- **WHAT TO DO**
Can you copy out every line of the records below word for word, leaving the pictures out?

- **DATA**
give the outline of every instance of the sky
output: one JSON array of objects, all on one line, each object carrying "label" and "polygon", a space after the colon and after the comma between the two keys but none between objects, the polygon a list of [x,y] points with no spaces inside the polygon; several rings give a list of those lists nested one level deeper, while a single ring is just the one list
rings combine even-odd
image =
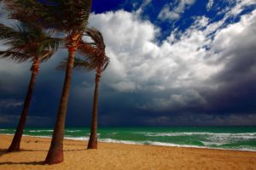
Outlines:
[{"label": "sky", "polygon": [[[93,0],[102,32],[100,127],[255,126],[256,0]],[[11,25],[0,10],[0,22]],[[0,45],[0,49],[4,46]],[[67,56],[43,63],[28,127],[55,124]],[[31,63],[0,60],[0,127],[16,126]],[[89,127],[95,72],[74,71],[67,127]]]}]

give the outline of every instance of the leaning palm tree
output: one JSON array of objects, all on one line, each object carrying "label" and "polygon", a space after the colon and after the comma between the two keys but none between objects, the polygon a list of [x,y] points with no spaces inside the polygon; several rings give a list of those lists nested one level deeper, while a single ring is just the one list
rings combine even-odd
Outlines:
[{"label": "leaning palm tree", "polygon": [[65,120],[74,56],[87,26],[91,0],[0,0],[0,3],[9,11],[10,19],[32,20],[65,35],[68,62],[51,144],[44,162],[46,164],[60,163],[64,159]]},{"label": "leaning palm tree", "polygon": [[87,149],[97,149],[97,106],[99,83],[102,72],[105,71],[109,58],[105,53],[105,43],[102,34],[96,28],[87,29],[85,35],[89,36],[93,42],[81,42],[79,47],[79,52],[84,56],[84,60],[76,59],[74,67],[84,68],[88,71],[95,70],[95,91],[92,106],[92,117],[90,124],[90,134]]},{"label": "leaning palm tree", "polygon": [[[96,28],[88,28],[84,36],[90,37],[93,42],[87,42],[81,40],[79,52],[83,59],[75,58],[74,68],[86,71],[96,71],[95,91],[92,105],[92,117],[90,124],[90,134],[87,149],[97,149],[97,106],[99,83],[102,72],[104,71],[109,63],[109,58],[105,54],[105,43],[102,34]],[[61,62],[58,69],[64,69],[67,60]]]},{"label": "leaning palm tree", "polygon": [[[65,121],[70,92],[74,55],[88,22],[92,0],[0,0],[9,18],[33,21],[44,28],[64,34],[68,48],[68,64],[51,144],[45,164],[63,162]],[[61,35],[60,34],[60,35]]]},{"label": "leaning palm tree", "polygon": [[49,37],[40,26],[23,24],[17,29],[10,28],[0,24],[0,39],[9,48],[0,51],[0,58],[7,58],[18,62],[31,60],[32,65],[32,75],[24,101],[15,134],[8,151],[20,150],[20,140],[27,116],[27,110],[31,103],[36,77],[39,71],[39,65],[49,60],[57,50],[61,39]]}]

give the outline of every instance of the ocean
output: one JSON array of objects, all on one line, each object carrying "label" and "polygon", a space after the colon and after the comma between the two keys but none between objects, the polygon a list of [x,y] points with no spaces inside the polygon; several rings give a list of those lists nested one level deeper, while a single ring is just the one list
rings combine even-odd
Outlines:
[{"label": "ocean", "polygon": [[[14,134],[15,128],[0,128]],[[51,137],[50,128],[26,128],[24,135]],[[88,140],[89,128],[67,128],[65,138]],[[256,151],[256,127],[102,128],[99,141]]]}]

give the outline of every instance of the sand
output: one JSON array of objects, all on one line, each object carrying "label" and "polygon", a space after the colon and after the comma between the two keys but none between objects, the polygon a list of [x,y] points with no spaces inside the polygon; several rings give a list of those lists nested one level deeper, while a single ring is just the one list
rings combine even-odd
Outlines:
[{"label": "sand", "polygon": [[0,135],[0,170],[256,170],[256,152],[65,140],[65,161],[43,165],[50,139],[23,137],[21,151],[6,153],[12,136]]}]

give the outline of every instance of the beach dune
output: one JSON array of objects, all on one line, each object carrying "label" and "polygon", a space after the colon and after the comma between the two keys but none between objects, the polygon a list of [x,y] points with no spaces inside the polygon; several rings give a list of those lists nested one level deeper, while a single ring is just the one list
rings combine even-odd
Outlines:
[{"label": "beach dune", "polygon": [[23,137],[21,151],[7,153],[13,136],[0,135],[0,170],[256,170],[256,152],[65,140],[65,161],[43,165],[50,139]]}]

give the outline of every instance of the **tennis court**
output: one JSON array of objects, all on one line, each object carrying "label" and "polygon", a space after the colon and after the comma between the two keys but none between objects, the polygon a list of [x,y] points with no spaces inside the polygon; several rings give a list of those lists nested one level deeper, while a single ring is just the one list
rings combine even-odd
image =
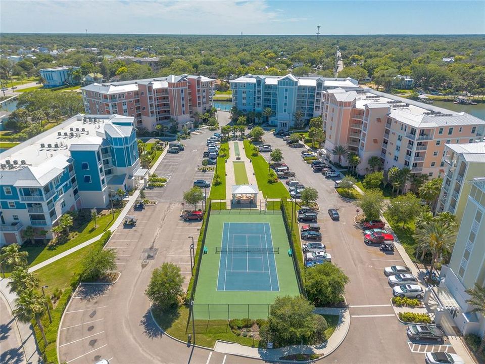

- **ANSWER FOR THIS EXERCISE**
give the outline of every instance of the sky
output: one JSON array of objects, all on one line, each object carrying "label" and "polygon", a space after the colon and after the comma between the two keys but none between objects, the polygon a list of [x,y] points with no spaces inside the polygon; several rings give a list of those lists nested one level deeper, while a single ring is just the one list
rings combine even-odd
image =
Outlines:
[{"label": "sky", "polygon": [[[93,0],[102,32],[100,127],[255,126],[256,0]],[[11,25],[0,10],[0,22]],[[0,45],[0,49],[4,46]],[[67,56],[43,63],[28,127],[55,124]],[[31,63],[0,60],[0,127],[16,126]],[[89,127],[95,72],[74,71],[67,127]]]}]

give the outline of every instance of the leaning palm tree
output: one JSON array of objects, all on one line, each object carrying "label" and "polygon", a space after the colon and after the comma between the two keys but none between objects, the polygon a list of [x,y] points with no spaces inside the polygon; several rings give a list of those lists nested one level deeper, while a single ring is just the one list
rings combine even-odd
Outlines:
[{"label": "leaning palm tree", "polygon": [[65,120],[74,56],[87,26],[91,0],[0,0],[0,3],[9,11],[10,19],[32,20],[65,35],[68,62],[51,144],[44,162],[46,164],[60,163],[64,159]]},{"label": "leaning palm tree", "polygon": [[87,149],[97,149],[97,106],[99,83],[102,72],[105,71],[109,58],[105,53],[105,43],[102,34],[96,28],[87,29],[85,35],[89,36],[93,42],[81,42],[79,47],[79,52],[84,56],[84,60],[76,59],[74,67],[84,68],[88,71],[95,70],[95,91],[92,106],[92,117],[90,124],[90,134]]},{"label": "leaning palm tree", "polygon": [[[96,28],[88,28],[84,36],[90,37],[93,42],[87,42],[81,40],[79,52],[83,59],[75,58],[74,68],[86,71],[96,71],[95,91],[92,105],[92,117],[90,124],[90,134],[87,149],[97,149],[97,106],[99,83],[102,72],[104,71],[109,63],[109,58],[105,54],[105,43],[102,34]],[[61,62],[58,69],[64,69],[67,60]]]},{"label": "leaning palm tree", "polygon": [[[65,121],[70,92],[74,55],[88,22],[92,0],[0,0],[9,18],[33,21],[44,28],[64,34],[68,48],[68,64],[51,144],[45,164],[63,162]],[[61,35],[60,34],[60,35]]]},{"label": "leaning palm tree", "polygon": [[49,37],[40,26],[23,24],[17,29],[10,28],[0,24],[0,39],[9,48],[0,51],[0,58],[7,58],[18,62],[31,60],[32,65],[32,75],[24,101],[15,134],[8,151],[20,150],[20,140],[27,116],[27,110],[31,103],[36,77],[39,71],[39,65],[49,60],[57,50],[61,39]]}]

give the outline of every instance of the ocean
output: one JSON array of objects, all on one line, each object carrying "label" and "polygon", a space after the colon and after the comma between the two keys but none between objects, the polygon a list of [x,y] points with no spaces inside the polygon; several rings give a list of those lists nested one level deeper, while a single ring is just the one list
rings combine even-odd
Outlines:
[{"label": "ocean", "polygon": [[[14,134],[15,128],[0,128]],[[51,137],[50,128],[26,128],[24,135]],[[88,140],[89,128],[67,128],[65,138]],[[256,151],[256,127],[102,128],[99,141]]]}]

give the outline of every instance of the sand
output: one JSON array of objects, all on one line, each object carrying "label" and "polygon", a space after the colon and after the comma between the two keys but none between objects, the polygon a list of [x,y] points with no spaces inside the polygon; several rings give a list of those lists nested one level deeper, while a single ring is just the one list
rings combine even-odd
Outlines:
[{"label": "sand", "polygon": [[0,135],[0,170],[256,170],[256,152],[65,140],[65,161],[43,165],[50,139],[23,137],[21,151],[6,153],[12,136]]}]

give the outline of every instance of the beach dune
output: one JSON array of objects, all on one line, each object carrying "label" and "polygon", a space after the colon and after the comma between the two keys but none between objects, the polygon a list of [x,y] points with no spaces inside the polygon; several rings give a list of those lists nested one level deeper, while a single ring is just the one list
rings combine even-odd
Outlines:
[{"label": "beach dune", "polygon": [[23,137],[21,151],[7,153],[13,136],[0,135],[0,170],[256,170],[256,152],[65,140],[65,161],[43,165],[50,139]]}]

give the outline of every instance of the **tennis court**
output: one JSON array of objects, all on one line, each object carrying "label" and "polygon", a space after the colon and after the comma between the two keys but none between objects, the polygon a list of [x,y] points with no spaces inside the polygon; several rings give a list of those lists nested one level deeper, while a single ring is just the one list
rings combine even-odd
image =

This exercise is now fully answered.